■ TASK ITEM
Return every record below exactly.

■ LISTED ENTRIES
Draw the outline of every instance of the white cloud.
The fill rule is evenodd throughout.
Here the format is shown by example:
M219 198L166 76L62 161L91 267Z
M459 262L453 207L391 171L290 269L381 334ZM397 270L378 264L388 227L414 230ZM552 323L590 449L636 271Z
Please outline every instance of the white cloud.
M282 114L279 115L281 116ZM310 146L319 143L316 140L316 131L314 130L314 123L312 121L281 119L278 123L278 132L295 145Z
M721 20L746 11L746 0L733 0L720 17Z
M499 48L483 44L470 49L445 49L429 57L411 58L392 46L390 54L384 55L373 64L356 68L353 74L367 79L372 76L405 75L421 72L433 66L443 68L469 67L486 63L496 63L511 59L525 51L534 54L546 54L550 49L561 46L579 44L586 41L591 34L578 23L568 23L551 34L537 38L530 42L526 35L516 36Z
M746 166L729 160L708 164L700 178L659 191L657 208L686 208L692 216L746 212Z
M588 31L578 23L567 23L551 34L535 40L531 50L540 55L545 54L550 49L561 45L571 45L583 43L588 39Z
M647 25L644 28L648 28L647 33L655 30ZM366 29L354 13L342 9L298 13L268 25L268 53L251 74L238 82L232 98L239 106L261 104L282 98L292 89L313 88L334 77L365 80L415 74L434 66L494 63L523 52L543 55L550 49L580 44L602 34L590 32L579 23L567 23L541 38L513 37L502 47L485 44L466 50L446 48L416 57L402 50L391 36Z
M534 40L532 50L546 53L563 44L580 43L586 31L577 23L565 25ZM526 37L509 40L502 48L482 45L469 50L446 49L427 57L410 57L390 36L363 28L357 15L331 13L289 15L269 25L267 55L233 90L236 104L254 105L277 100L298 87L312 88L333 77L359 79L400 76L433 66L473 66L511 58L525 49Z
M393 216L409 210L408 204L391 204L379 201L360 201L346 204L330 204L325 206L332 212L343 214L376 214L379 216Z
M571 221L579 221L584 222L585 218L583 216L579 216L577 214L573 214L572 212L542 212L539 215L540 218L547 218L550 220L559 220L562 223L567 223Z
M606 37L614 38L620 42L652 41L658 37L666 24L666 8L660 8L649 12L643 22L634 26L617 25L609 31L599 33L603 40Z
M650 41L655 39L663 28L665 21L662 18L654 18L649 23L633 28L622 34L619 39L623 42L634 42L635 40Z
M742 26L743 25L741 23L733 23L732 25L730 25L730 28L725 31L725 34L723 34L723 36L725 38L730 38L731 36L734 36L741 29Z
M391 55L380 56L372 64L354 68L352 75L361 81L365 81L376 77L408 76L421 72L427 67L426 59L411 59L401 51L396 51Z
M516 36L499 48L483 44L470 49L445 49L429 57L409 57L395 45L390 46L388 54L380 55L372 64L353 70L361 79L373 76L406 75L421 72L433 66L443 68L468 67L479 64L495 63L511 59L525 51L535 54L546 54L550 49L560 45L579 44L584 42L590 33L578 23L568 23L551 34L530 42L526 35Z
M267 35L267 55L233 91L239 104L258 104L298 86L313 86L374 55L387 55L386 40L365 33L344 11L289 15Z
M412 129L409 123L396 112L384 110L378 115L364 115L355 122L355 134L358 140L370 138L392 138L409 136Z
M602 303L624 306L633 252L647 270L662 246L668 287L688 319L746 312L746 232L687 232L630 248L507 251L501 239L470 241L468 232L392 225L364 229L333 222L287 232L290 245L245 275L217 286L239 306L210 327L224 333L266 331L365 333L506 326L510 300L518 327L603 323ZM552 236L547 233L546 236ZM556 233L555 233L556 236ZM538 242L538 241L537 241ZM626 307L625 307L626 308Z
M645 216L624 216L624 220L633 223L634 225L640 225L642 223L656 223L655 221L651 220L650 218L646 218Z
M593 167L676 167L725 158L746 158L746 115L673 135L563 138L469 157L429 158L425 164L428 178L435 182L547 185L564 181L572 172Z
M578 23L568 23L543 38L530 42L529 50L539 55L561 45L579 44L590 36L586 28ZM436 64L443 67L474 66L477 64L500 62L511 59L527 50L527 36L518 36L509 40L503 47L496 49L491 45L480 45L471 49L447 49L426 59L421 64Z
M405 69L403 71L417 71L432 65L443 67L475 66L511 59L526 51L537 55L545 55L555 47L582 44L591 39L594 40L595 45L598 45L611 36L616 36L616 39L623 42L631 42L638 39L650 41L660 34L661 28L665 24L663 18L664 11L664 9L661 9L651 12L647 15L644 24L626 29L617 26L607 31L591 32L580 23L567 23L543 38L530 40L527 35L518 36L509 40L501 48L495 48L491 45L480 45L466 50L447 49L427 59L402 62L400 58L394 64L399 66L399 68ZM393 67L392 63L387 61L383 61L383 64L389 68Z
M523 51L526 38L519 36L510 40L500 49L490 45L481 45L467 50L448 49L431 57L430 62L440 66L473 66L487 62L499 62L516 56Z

■ RESPONSE
Draw the outline of every instance of the white cloud.
The fill rule is evenodd throughout.
Here the format is shown by example:
M219 198L166 76L62 161L91 267Z
M459 262L453 207L391 171L290 269L381 334ZM397 270L378 264L388 227L414 230ZM552 323L590 449L636 271Z
Please outline every instance of the white cloud.
M282 114L279 115L281 116ZM310 146L319 143L316 140L316 131L314 130L314 123L312 121L281 119L278 123L278 132L295 145Z
M721 20L746 11L746 0L733 0L720 17Z
M499 48L483 44L470 49L445 49L429 57L411 58L392 46L390 54L384 55L373 64L356 68L353 74L367 79L372 76L405 75L421 72L433 66L443 68L469 67L486 63L496 63L511 59L525 51L534 54L546 54L550 49L561 46L579 44L586 41L591 34L578 23L568 23L551 34L537 38L530 42L526 35L516 36Z
M746 166L729 160L708 164L700 178L659 191L657 208L686 208L692 216L746 212Z
M588 31L578 23L567 23L551 34L535 40L531 50L540 55L545 54L550 49L561 45L571 45L583 43L588 39Z
M647 25L644 28L648 28L647 33L655 30ZM366 29L354 13L342 9L298 13L268 25L268 53L251 74L238 82L232 98L239 106L261 104L282 98L292 89L313 88L334 77L365 80L415 74L434 66L494 63L523 52L543 55L550 49L580 44L602 34L590 32L579 23L567 23L541 38L513 37L502 47L485 44L466 50L446 48L416 57L402 50L391 36Z
M534 40L532 50L546 53L563 44L580 43L586 31L577 23L565 25ZM526 37L509 40L502 48L482 45L469 50L446 49L427 57L410 57L390 36L363 28L357 15L331 13L289 15L269 25L267 55L233 90L236 104L254 105L277 100L298 87L312 88L333 77L359 79L400 76L433 66L473 66L511 58L525 49Z
M393 216L409 210L408 204L391 204L379 201L360 201L346 204L330 204L325 206L332 212L343 214L376 214L379 216Z
M571 221L579 221L584 222L585 218L583 216L579 216L577 214L573 214L572 212L542 212L539 215L540 218L547 218L550 220L559 220L562 223L567 223Z
M606 37L614 38L620 42L652 41L658 37L666 24L666 8L660 8L649 12L643 22L634 26L617 25L609 31L599 33L603 40Z
M650 41L655 39L663 28L665 21L662 18L654 18L649 23L633 28L622 34L619 39L623 42L634 42L635 40Z
M742 26L743 25L741 23L733 23L732 25L730 25L730 28L725 31L725 34L723 34L723 36L725 38L730 38L731 36L734 36L741 29Z
M391 55L380 56L372 64L354 68L352 75L361 81L365 81L376 77L408 76L421 72L427 67L426 59L411 59L401 51L396 51Z
M516 36L499 48L483 44L470 49L445 49L429 57L409 57L395 45L390 46L388 54L380 55L372 64L353 70L361 79L373 76L406 75L421 72L433 66L443 68L468 67L479 64L495 63L511 59L525 51L535 54L546 54L550 49L560 45L579 44L584 42L590 33L578 23L568 23L551 34L530 42L526 35Z
M267 35L267 55L233 91L239 104L258 104L298 86L313 86L374 55L387 55L386 40L365 33L344 11L289 15Z
M412 129L409 123L396 112L384 110L378 115L364 115L355 122L355 134L358 140L370 138L392 138L409 136Z
M602 303L624 306L633 252L647 270L662 246L668 287L688 319L746 312L746 232L687 232L630 248L507 251L501 239L470 241L468 232L392 225L364 229L333 222L287 232L290 245L245 275L217 286L239 306L210 327L224 333L266 331L365 333L506 326L510 300L518 327L603 323ZM552 236L547 233L546 236ZM556 233L555 233L556 236ZM538 242L538 241L537 241ZM626 307L625 307L626 308Z
M645 216L624 216L624 220L633 223L634 225L640 225L642 223L656 223L655 221L651 220L650 218L646 218Z
M593 167L676 167L725 158L746 158L746 115L673 135L563 138L469 157L429 158L425 164L428 178L435 182L547 185L564 181L572 172Z
M578 23L568 23L543 38L530 42L529 50L539 55L561 45L579 44L590 36L586 28ZM436 64L443 67L474 66L477 64L500 62L511 59L527 50L527 36L518 36L509 40L503 47L496 49L491 45L480 45L471 49L447 49L426 59L421 64Z
M405 69L403 71L417 71L432 65L443 67L475 66L511 59L526 51L537 55L545 55L555 47L582 44L591 39L594 40L595 45L598 45L611 36L616 36L616 39L623 42L631 42L638 39L650 41L660 34L661 28L665 24L663 18L664 11L664 9L661 9L651 12L647 15L644 24L626 29L617 26L607 31L591 32L580 23L567 23L543 38L530 40L527 35L518 36L509 40L501 48L495 48L491 45L480 45L466 50L447 49L427 59L402 62L400 58L394 64L399 66L399 68ZM393 67L392 63L387 61L383 61L383 64L389 68Z
M523 51L526 38L519 36L510 40L500 49L490 45L481 45L467 50L448 49L431 57L430 62L440 66L473 66L487 62L499 62L516 56Z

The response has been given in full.